The task: Set down each entry from the block beneath, exactly as written.
— START Provided material —
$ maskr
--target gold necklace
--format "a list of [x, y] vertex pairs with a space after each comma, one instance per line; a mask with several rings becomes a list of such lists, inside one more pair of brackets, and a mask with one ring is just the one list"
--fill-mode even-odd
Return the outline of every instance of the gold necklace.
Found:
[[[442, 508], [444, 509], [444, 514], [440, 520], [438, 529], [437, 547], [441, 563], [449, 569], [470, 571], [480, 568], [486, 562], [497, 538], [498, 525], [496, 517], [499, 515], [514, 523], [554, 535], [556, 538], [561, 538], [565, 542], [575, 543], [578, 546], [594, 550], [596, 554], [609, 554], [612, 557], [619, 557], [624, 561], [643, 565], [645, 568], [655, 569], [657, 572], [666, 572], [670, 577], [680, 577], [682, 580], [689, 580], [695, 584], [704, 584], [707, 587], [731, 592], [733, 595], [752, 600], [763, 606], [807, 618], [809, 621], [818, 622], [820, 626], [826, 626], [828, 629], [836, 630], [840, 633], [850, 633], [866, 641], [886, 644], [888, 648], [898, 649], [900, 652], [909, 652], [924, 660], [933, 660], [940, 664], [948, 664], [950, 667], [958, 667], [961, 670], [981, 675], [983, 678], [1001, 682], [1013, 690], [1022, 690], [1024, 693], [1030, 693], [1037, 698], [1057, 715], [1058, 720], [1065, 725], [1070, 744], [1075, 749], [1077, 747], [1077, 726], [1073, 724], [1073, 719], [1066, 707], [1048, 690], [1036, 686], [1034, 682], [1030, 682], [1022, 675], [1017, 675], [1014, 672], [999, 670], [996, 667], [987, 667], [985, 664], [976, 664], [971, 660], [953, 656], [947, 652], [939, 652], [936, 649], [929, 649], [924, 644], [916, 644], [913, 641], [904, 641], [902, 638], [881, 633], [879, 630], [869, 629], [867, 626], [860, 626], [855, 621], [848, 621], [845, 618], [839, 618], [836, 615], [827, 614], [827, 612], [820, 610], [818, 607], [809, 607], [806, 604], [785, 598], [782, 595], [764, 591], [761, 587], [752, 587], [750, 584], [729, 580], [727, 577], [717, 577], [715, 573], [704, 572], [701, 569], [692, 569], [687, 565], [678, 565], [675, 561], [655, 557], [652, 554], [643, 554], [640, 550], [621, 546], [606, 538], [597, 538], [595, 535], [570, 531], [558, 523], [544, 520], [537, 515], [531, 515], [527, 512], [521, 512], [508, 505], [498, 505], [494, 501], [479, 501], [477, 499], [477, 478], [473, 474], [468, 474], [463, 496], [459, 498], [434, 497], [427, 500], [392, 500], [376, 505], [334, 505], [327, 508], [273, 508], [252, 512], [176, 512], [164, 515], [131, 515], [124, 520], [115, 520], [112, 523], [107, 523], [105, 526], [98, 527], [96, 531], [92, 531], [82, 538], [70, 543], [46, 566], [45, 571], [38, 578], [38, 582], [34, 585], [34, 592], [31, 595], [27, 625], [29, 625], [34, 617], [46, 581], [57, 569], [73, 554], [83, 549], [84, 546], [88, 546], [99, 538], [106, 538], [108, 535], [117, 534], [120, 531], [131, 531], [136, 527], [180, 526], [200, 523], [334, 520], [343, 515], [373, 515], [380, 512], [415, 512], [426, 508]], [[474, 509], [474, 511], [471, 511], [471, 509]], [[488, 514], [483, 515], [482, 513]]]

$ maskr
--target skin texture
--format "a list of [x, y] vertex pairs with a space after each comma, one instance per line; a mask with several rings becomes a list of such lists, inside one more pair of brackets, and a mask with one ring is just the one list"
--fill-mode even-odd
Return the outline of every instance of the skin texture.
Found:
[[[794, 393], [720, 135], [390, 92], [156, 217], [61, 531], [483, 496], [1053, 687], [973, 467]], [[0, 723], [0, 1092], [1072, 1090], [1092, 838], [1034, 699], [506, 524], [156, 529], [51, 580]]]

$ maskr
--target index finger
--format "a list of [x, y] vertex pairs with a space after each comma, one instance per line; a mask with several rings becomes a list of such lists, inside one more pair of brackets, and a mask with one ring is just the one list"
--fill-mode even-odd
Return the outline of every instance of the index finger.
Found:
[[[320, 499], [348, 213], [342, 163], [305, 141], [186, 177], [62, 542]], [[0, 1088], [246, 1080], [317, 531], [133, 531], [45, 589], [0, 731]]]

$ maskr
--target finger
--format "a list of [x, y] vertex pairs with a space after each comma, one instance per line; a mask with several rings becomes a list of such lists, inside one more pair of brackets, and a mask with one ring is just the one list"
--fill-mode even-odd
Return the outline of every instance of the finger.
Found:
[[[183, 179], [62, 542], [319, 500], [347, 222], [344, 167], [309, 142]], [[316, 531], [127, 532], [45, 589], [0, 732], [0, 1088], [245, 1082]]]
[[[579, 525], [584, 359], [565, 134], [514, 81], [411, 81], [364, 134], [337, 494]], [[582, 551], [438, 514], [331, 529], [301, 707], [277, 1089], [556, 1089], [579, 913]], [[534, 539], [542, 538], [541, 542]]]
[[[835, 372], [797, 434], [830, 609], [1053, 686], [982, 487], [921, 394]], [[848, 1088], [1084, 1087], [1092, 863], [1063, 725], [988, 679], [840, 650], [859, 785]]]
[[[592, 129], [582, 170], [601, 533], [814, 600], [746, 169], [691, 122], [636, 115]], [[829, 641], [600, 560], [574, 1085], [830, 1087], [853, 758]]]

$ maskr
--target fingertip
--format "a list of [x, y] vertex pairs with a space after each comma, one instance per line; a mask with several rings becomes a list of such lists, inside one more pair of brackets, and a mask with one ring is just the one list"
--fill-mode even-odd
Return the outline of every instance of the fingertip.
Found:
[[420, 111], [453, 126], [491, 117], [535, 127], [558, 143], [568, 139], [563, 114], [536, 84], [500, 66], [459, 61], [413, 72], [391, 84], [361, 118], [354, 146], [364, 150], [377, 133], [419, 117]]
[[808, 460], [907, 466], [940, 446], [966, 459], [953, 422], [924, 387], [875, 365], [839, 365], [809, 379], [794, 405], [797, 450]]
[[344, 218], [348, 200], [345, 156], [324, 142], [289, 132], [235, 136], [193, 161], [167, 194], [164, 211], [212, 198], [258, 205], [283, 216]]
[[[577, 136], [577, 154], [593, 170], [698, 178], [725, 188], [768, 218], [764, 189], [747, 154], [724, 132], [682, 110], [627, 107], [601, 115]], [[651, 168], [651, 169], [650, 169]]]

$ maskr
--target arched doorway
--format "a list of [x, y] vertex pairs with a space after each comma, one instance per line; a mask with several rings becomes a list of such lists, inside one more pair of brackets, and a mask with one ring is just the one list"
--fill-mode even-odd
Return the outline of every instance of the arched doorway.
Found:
— END Provided material —
In response:
$ maskr
--target gold necklace
--format "a list of [x, y] vertex pairs with a space after each comma, one instance per line; a mask with several rings becomes a list of such lists, inside one more pair of brackets, and a mask with one ring is just the one list"
--fill-mode even-odd
Return the outline of every instance of the gold necklace.
Found:
[[[442, 508], [444, 509], [444, 514], [440, 520], [438, 529], [437, 547], [441, 563], [449, 569], [470, 571], [480, 568], [486, 562], [497, 538], [498, 525], [496, 517], [499, 515], [514, 523], [554, 535], [556, 538], [561, 538], [565, 542], [575, 543], [578, 546], [594, 550], [596, 554], [609, 554], [612, 557], [619, 557], [624, 561], [643, 565], [645, 568], [655, 569], [657, 572], [666, 572], [670, 577], [680, 577], [682, 580], [689, 580], [695, 584], [704, 584], [707, 587], [731, 592], [733, 595], [752, 600], [763, 606], [807, 618], [809, 621], [818, 622], [820, 626], [826, 626], [828, 629], [836, 630], [840, 633], [850, 633], [866, 641], [886, 644], [888, 648], [898, 649], [900, 652], [909, 652], [924, 660], [933, 660], [940, 664], [948, 664], [950, 667], [958, 667], [961, 670], [981, 675], [983, 678], [1001, 682], [1013, 690], [1022, 690], [1024, 693], [1030, 693], [1037, 698], [1057, 715], [1058, 720], [1065, 725], [1070, 744], [1075, 749], [1077, 747], [1077, 726], [1073, 724], [1073, 719], [1066, 707], [1048, 690], [1036, 686], [1034, 682], [1030, 682], [1022, 675], [1017, 675], [1014, 672], [999, 670], [996, 667], [987, 667], [985, 664], [976, 664], [971, 660], [953, 656], [947, 652], [939, 652], [936, 649], [929, 649], [924, 644], [916, 644], [913, 641], [904, 641], [902, 638], [881, 633], [879, 630], [869, 629], [867, 626], [860, 626], [855, 621], [848, 621], [845, 618], [839, 618], [836, 615], [827, 614], [827, 612], [820, 610], [818, 607], [809, 607], [806, 604], [785, 598], [782, 595], [764, 591], [761, 587], [752, 587], [750, 584], [729, 580], [727, 577], [717, 577], [715, 573], [704, 572], [701, 569], [692, 569], [687, 565], [678, 565], [675, 561], [655, 557], [652, 554], [643, 554], [640, 550], [621, 546], [606, 538], [597, 538], [595, 535], [570, 531], [558, 523], [544, 520], [537, 515], [531, 515], [527, 512], [521, 512], [508, 505], [498, 505], [494, 501], [479, 501], [477, 499], [477, 478], [473, 474], [468, 474], [463, 496], [459, 498], [434, 497], [427, 500], [392, 500], [376, 505], [334, 505], [327, 508], [273, 508], [252, 512], [176, 512], [164, 515], [131, 515], [124, 520], [115, 520], [112, 523], [107, 523], [105, 526], [98, 527], [96, 531], [92, 531], [82, 538], [70, 543], [46, 566], [45, 571], [38, 578], [38, 582], [34, 585], [34, 592], [31, 595], [27, 625], [29, 625], [34, 617], [46, 581], [57, 569], [73, 554], [83, 549], [84, 546], [88, 546], [99, 538], [106, 538], [108, 535], [117, 534], [120, 531], [131, 531], [136, 527], [180, 526], [200, 523], [334, 520], [343, 515], [373, 515], [380, 512], [415, 512], [426, 508]], [[474, 509], [474, 511], [471, 511], [471, 509]], [[488, 514], [483, 515], [482, 513]]]

$ maskr
--target skin texture
--format "a list of [x, y] vertex pairs with a space after each comma, one instance per line; a mask with several rings becomes a list of such lists, inside one more pair of brackets, and a mask with one ring is just the one list"
--fill-mode even-odd
Return the outline of every instance of the skin texture.
Found:
[[[794, 393], [720, 135], [390, 92], [156, 217], [61, 531], [483, 496], [1053, 687], [973, 467]], [[0, 723], [0, 1092], [1072, 1090], [1092, 838], [1034, 699], [506, 524], [156, 529], [51, 580]]]

$ maskr
--target index finger
--format "a list of [x, y] vertex pairs with a space after each comma, one instance per line; a mask with several rings becomes a list of such lists, inside one more pair of brackets, and a mask with one ring is just the one list"
--fill-mode even-odd
Return the outline of every instance of the index finger.
Found:
[[[320, 499], [348, 213], [342, 163], [305, 141], [186, 177], [62, 542]], [[0, 1088], [246, 1080], [317, 531], [133, 531], [45, 589], [0, 731]]]

$ maskr
--target finger
--format "a list of [x, y] vertex pairs with a space after each comma, one instance per line; a mask with several rings becomes a list of such lists, inside one more pair of brackets, and a mask with one ring is just the one list"
--fill-mode even-odd
Return the outline of every instance of the finger.
Found:
[[[183, 179], [62, 542], [319, 500], [347, 222], [344, 167], [309, 142]], [[316, 531], [127, 532], [45, 589], [0, 732], [0, 1088], [245, 1082]]]
[[[579, 525], [584, 359], [565, 134], [514, 81], [411, 81], [364, 134], [337, 494]], [[582, 551], [438, 514], [331, 529], [301, 707], [277, 1089], [556, 1089], [579, 913]], [[534, 539], [542, 538], [541, 542]]]
[[[835, 372], [797, 434], [830, 609], [1053, 686], [982, 487], [921, 394]], [[848, 1088], [1084, 1087], [1092, 863], [1063, 725], [988, 679], [840, 650], [859, 785]]]
[[[592, 129], [582, 170], [601, 533], [814, 600], [746, 169], [691, 122], [636, 115]], [[829, 641], [600, 560], [574, 1085], [830, 1087], [853, 758]]]

$ maskr
--target fingertip
--format "a list of [x, y] vertex pairs with a space after each comma, one instance per line; a mask with several rings becomes a list of such lists, inside one more pair of brackets, and a mask with one ring is just the one list"
--fill-mode even-odd
Return the outline of every instance of the fingertip.
Found:
[[420, 111], [453, 126], [491, 117], [535, 127], [558, 143], [568, 139], [563, 114], [536, 84], [500, 66], [459, 61], [413, 72], [391, 84], [361, 118], [354, 146], [364, 150], [377, 133], [419, 117]]
[[808, 460], [907, 466], [940, 446], [966, 459], [953, 422], [924, 387], [875, 365], [839, 365], [809, 379], [794, 405], [797, 450]]
[[344, 218], [348, 200], [345, 156], [324, 142], [289, 132], [235, 136], [193, 161], [167, 194], [164, 211], [212, 198], [258, 205], [283, 216]]
[[[577, 136], [577, 154], [593, 170], [698, 178], [725, 188], [768, 218], [764, 189], [747, 154], [724, 132], [682, 110], [627, 107], [601, 115]], [[651, 168], [651, 169], [650, 169]]]

$ maskr
--target arched doorway
--format "a list of [x, y] vertex pairs with a space after each comma, one instance per line; a mask with several rings becomes a list of such lists, inside one more pair of brackets, and a mask with one ring is just the one list"
--fill-mode even-odd
Return the outline of every instance of the arched doorway.
Found:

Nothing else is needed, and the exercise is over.